● RECORDS TO USE:
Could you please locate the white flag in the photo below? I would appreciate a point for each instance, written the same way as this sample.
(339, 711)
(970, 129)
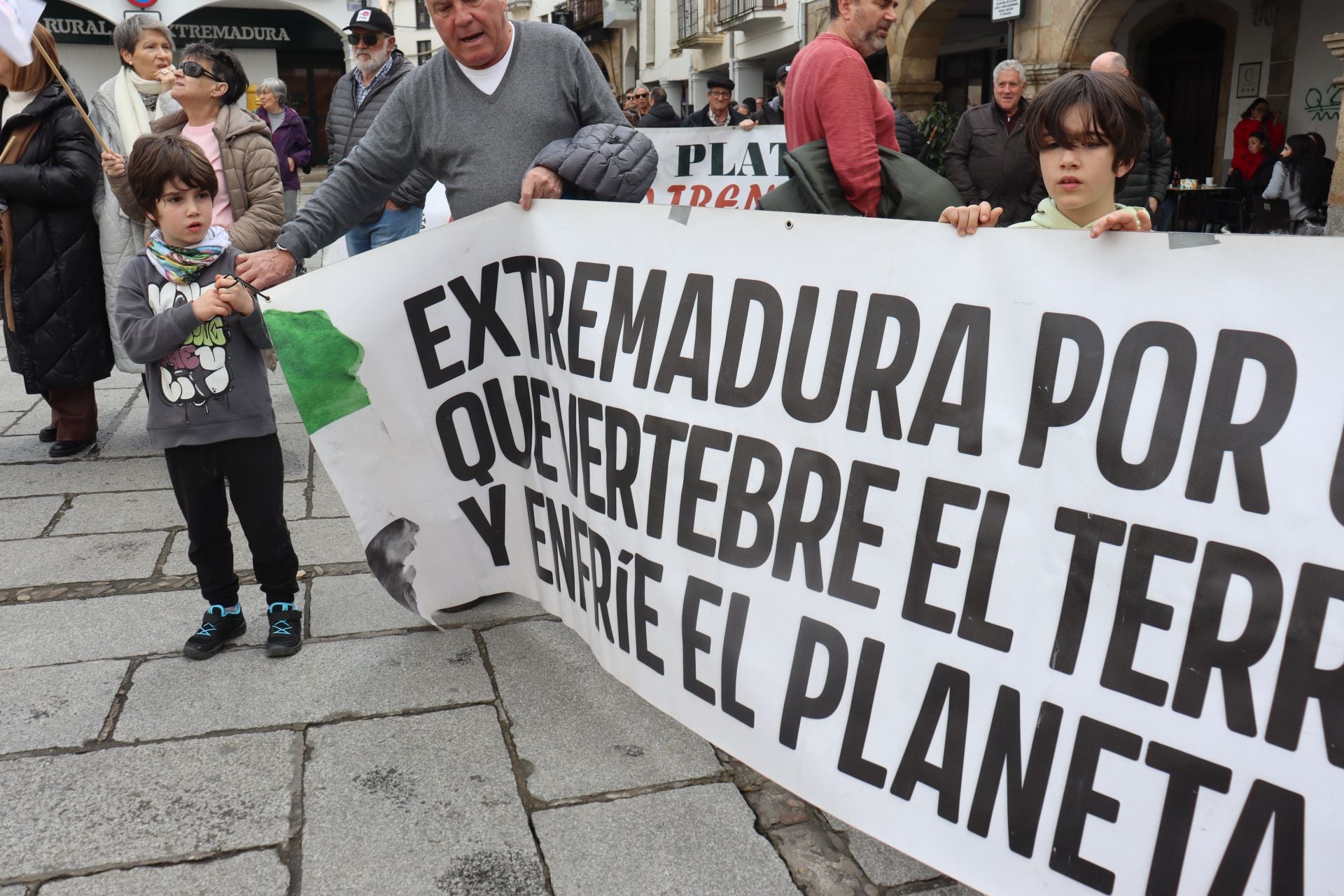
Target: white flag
(18, 19)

● INSTRUCTIONS FOR THE TASK: The answer must be an exact copy of the records above, with the pictures left out.

● SOLUTION FOR THIS EXERCISE:
Could you please locate the white flag in the photo below? I would appreciate a point for each instance, written the same way as this sample.
(339, 711)
(970, 129)
Target: white flag
(18, 19)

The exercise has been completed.